_Supplied records_.
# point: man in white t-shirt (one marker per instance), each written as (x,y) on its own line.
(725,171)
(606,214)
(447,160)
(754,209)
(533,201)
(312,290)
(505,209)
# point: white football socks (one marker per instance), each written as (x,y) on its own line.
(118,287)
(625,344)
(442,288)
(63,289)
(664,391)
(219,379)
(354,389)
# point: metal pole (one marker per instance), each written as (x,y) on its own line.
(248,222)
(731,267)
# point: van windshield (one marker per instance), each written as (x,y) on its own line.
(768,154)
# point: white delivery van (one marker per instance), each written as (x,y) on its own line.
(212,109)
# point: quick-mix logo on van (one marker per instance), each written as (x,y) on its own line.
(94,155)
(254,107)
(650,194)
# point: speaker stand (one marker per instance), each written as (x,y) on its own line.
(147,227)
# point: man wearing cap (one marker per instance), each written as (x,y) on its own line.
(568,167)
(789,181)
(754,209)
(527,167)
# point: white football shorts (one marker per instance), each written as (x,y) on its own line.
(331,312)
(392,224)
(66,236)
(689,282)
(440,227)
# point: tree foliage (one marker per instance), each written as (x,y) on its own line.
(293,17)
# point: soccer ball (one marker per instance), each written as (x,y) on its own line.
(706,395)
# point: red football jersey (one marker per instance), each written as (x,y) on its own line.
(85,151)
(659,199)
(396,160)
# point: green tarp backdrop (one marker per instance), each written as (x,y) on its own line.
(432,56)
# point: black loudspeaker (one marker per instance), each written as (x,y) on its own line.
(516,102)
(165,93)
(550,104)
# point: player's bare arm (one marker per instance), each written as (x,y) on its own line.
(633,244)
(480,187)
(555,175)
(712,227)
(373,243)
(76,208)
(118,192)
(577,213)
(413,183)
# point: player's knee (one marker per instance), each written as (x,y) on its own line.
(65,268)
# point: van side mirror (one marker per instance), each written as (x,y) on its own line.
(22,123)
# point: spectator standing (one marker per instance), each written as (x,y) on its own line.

_What the task requires_.
Convert the lines from the one containing "# point: green" through the last line into a Markdown table with the columns Row and Line, skipping any blank lines.

_The result_.
| Row | Line |
|---|---|
| 1 | # point: green tarp backdrop (one marker per instance), each written as (x,y) on its own line. |
| 2 | (432,56) |
| 3 | # point: black loudspeaker (one marker per instance), each written as (x,y) on its own line. |
| 4 | (516,102) |
| 5 | (165,93) |
| 6 | (550,104) |
| 7 | # point: player's bare arm (one marker per instance), each written as (x,y) on its own line. |
| 8 | (633,244) |
| 9 | (480,187) |
| 10 | (555,175) |
| 11 | (712,227) |
| 12 | (373,243) |
| 13 | (76,208) |
| 14 | (118,192) |
| 15 | (577,213) |
| 16 | (413,183) |
| 17 | # point: player's knee (one marker per instance), each written as (x,y) on its own line. |
| 18 | (65,268) |
| 19 | # point: van side mirror (one marker per instance), each written as (x,y) on its own line. |
| 20 | (22,123) |
| 21 | # point: spectator standing (one marker per instance), each written as (x,y) on its own line. |